▶ _WHAT YOU WILL DO_:
Each line of the data that mentions the string "When" needs to be identified and copied.

▶ _RECORDS FOR THIS EXERCISE_:
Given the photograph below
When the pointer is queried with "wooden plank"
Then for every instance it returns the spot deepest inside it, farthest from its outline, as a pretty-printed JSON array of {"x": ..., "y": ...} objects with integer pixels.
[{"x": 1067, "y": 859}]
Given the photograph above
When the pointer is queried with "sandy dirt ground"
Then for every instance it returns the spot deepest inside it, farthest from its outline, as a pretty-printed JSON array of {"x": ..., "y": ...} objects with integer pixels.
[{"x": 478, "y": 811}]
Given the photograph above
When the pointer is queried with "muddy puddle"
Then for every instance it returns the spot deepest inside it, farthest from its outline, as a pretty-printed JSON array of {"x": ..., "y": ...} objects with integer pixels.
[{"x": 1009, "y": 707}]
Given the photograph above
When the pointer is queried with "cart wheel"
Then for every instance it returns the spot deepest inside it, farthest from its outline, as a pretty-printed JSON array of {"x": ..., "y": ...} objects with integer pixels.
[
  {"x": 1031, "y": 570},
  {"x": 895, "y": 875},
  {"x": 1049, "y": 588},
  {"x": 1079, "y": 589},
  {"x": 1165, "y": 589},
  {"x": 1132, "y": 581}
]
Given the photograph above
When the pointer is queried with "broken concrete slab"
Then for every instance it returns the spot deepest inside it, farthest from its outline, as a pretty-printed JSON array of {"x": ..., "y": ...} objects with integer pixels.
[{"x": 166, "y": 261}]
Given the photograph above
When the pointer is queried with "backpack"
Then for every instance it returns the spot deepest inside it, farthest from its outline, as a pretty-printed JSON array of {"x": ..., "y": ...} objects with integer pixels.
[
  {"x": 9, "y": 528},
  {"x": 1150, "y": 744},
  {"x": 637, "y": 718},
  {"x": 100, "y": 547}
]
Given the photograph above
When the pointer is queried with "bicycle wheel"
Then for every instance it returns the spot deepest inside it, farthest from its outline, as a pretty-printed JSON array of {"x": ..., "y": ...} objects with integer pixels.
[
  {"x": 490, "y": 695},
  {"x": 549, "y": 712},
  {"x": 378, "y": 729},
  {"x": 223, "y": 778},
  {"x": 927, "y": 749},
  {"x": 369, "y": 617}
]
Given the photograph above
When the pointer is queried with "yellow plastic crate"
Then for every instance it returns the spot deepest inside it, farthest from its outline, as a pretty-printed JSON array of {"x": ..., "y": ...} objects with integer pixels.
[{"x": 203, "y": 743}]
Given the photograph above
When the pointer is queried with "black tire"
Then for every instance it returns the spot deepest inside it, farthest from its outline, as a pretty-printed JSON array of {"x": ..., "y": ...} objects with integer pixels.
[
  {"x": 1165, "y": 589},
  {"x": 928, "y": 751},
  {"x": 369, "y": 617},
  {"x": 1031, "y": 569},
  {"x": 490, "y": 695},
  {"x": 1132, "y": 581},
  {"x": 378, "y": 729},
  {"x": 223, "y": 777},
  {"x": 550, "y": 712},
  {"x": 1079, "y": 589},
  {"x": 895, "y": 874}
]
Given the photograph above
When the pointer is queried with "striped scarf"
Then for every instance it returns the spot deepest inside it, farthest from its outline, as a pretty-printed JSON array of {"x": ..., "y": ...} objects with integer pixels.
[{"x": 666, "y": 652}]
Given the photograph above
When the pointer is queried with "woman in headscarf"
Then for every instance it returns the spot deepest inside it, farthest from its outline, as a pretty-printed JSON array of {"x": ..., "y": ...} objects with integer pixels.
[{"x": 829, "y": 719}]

▶ _ANSWER TO THIS EXERCISE_:
When the pointer is queried with "wooden plank"
When the pointer is queried with "sandy dirt ground"
When the pointer is queried with "muddy puddle"
When the pointer is queried with "cart wheel"
When the pointer is queried with "broken concrete slab"
When the pointer is queried with "backpack"
When the pointer is queried with "bicycle wheel"
When the pointer is queried with "yellow plastic crate"
When the pointer is queried with "black tire"
When the pointer is queried with "striped scarf"
When the pointer is queried with "woman in headscarf"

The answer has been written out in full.